____ MATERIAL FOR THE TASK
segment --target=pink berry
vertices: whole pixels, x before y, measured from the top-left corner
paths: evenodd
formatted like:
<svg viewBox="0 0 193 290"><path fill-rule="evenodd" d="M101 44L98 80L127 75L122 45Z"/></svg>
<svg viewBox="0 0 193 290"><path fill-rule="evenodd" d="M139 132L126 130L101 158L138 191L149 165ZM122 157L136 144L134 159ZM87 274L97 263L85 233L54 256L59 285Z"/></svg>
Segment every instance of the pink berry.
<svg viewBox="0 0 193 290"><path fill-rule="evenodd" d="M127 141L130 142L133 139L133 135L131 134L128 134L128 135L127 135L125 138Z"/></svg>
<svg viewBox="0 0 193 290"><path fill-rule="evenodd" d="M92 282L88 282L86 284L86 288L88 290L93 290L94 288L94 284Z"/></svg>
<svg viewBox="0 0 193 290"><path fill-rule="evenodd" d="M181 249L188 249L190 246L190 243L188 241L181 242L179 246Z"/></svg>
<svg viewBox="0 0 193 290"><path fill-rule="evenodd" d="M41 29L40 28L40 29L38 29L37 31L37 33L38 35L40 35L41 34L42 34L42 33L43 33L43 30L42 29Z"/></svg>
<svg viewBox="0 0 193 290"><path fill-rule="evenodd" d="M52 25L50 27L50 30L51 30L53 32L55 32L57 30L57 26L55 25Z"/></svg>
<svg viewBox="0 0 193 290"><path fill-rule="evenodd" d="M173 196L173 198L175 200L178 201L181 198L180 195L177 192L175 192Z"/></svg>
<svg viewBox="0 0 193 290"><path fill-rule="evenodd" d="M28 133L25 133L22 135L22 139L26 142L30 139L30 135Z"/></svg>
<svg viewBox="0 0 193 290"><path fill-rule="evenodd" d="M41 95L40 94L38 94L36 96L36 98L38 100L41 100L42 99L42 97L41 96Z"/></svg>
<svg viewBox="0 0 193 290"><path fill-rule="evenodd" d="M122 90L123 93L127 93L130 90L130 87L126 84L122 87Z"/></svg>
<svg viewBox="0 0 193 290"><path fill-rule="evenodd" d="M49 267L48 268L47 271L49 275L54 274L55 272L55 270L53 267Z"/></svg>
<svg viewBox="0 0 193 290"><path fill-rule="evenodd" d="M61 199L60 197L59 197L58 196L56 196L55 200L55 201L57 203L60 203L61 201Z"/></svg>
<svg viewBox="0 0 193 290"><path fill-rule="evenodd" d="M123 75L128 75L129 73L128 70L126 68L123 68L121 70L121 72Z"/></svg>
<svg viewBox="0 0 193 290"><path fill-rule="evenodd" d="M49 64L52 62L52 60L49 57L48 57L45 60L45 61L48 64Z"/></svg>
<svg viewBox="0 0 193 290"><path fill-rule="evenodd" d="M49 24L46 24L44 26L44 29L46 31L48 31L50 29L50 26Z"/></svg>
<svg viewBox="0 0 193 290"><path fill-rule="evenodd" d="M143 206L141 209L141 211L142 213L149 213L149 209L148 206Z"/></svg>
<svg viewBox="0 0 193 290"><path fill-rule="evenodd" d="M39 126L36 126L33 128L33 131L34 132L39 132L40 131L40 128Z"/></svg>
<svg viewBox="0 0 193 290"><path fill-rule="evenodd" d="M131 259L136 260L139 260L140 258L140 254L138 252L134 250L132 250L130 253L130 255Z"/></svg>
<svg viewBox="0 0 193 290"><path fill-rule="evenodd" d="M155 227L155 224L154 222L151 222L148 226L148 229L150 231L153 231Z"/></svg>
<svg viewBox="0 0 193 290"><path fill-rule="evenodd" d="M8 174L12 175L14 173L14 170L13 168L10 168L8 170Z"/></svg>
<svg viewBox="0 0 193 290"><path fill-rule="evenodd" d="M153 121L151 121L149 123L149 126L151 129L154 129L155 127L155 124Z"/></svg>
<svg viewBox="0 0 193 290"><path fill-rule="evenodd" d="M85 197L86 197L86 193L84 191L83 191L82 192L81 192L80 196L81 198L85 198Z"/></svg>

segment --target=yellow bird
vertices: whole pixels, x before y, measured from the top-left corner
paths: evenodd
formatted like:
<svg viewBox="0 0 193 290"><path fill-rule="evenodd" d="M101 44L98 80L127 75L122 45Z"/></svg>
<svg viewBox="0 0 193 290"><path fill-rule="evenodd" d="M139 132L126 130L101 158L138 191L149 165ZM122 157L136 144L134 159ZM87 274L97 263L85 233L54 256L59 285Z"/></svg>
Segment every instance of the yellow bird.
________
## TASK GOAL
Quote every one of the items above word for word, keeping each line as it stands.

## TASK RESPONSE
segment --target=pink berry
vertices: whole pixels, x before y, measured from the top-left corner
paths: evenodd
formatted like:
<svg viewBox="0 0 193 290"><path fill-rule="evenodd" d="M101 44L98 80L127 75L122 45Z"/></svg>
<svg viewBox="0 0 193 290"><path fill-rule="evenodd" d="M139 132L126 130L101 158L138 191L149 165ZM122 157L136 144L134 159ZM87 274L97 263L85 233L54 256L59 285Z"/></svg>
Segment every instance of the pink berry.
<svg viewBox="0 0 193 290"><path fill-rule="evenodd" d="M127 141L130 142L133 139L133 135L131 134L128 134L128 135L127 135L125 138Z"/></svg>
<svg viewBox="0 0 193 290"><path fill-rule="evenodd" d="M92 282L88 282L86 284L86 288L88 290L93 290L94 288L94 284Z"/></svg>
<svg viewBox="0 0 193 290"><path fill-rule="evenodd" d="M181 249L188 249L190 246L190 243L188 241L181 242L179 246Z"/></svg>
<svg viewBox="0 0 193 290"><path fill-rule="evenodd" d="M41 29L40 28L40 29L38 29L37 31L37 33L38 35L40 35L41 34L42 34L42 33L43 33L43 30L42 29Z"/></svg>
<svg viewBox="0 0 193 290"><path fill-rule="evenodd" d="M52 25L50 27L50 30L51 30L53 32L55 32L57 30L57 26L55 25Z"/></svg>
<svg viewBox="0 0 193 290"><path fill-rule="evenodd" d="M173 196L173 198L175 200L178 201L181 198L180 195L177 192L175 192Z"/></svg>
<svg viewBox="0 0 193 290"><path fill-rule="evenodd" d="M28 133L25 133L22 135L22 139L26 142L30 139L30 135Z"/></svg>
<svg viewBox="0 0 193 290"><path fill-rule="evenodd" d="M41 95L40 94L38 94L36 96L36 98L38 100L41 100L42 99L42 97L41 96Z"/></svg>
<svg viewBox="0 0 193 290"><path fill-rule="evenodd" d="M122 90L123 93L127 93L130 90L130 87L126 84L122 87Z"/></svg>
<svg viewBox="0 0 193 290"><path fill-rule="evenodd" d="M49 267L48 268L47 271L49 275L54 274L55 272L55 270L53 267Z"/></svg>
<svg viewBox="0 0 193 290"><path fill-rule="evenodd" d="M61 199L60 197L59 197L58 196L56 196L55 200L55 201L57 203L60 203L61 201Z"/></svg>
<svg viewBox="0 0 193 290"><path fill-rule="evenodd" d="M123 75L128 75L129 73L128 70L126 68L123 68L121 70L121 72Z"/></svg>
<svg viewBox="0 0 193 290"><path fill-rule="evenodd" d="M49 64L52 62L52 60L49 57L48 57L45 60L45 61L48 64Z"/></svg>
<svg viewBox="0 0 193 290"><path fill-rule="evenodd" d="M49 24L46 24L44 26L44 29L46 31L48 31L50 29L50 26Z"/></svg>
<svg viewBox="0 0 193 290"><path fill-rule="evenodd" d="M143 206L141 209L141 211L142 213L149 213L149 209L148 206Z"/></svg>
<svg viewBox="0 0 193 290"><path fill-rule="evenodd" d="M39 126L36 126L33 128L33 131L34 132L39 132L40 131L40 128Z"/></svg>
<svg viewBox="0 0 193 290"><path fill-rule="evenodd" d="M131 259L136 260L139 260L140 258L140 254L138 252L134 250L132 250L130 253L130 255Z"/></svg>
<svg viewBox="0 0 193 290"><path fill-rule="evenodd" d="M155 227L155 224L154 222L151 222L148 226L148 229L150 231L153 231Z"/></svg>
<svg viewBox="0 0 193 290"><path fill-rule="evenodd" d="M8 174L12 175L14 173L14 170L13 168L10 168L8 170Z"/></svg>
<svg viewBox="0 0 193 290"><path fill-rule="evenodd" d="M153 121L151 121L149 123L149 126L151 129L154 129L155 127L155 124Z"/></svg>
<svg viewBox="0 0 193 290"><path fill-rule="evenodd" d="M85 197L86 197L86 193L84 191L83 191L82 192L81 192L80 196L81 198L85 198Z"/></svg>

segment --target=yellow bird
vertices: whole pixels, x before y, measured from the top-left corner
paths: evenodd
formatted like:
<svg viewBox="0 0 193 290"><path fill-rule="evenodd" d="M101 44L98 80L127 75L122 45Z"/></svg>
<svg viewBox="0 0 193 290"><path fill-rule="evenodd" d="M139 132L126 130L101 158L138 191L149 165ZM122 157L136 144L134 159ZM87 274L97 263L85 233L54 256L59 285Z"/></svg>
Segment every instance of the yellow bird.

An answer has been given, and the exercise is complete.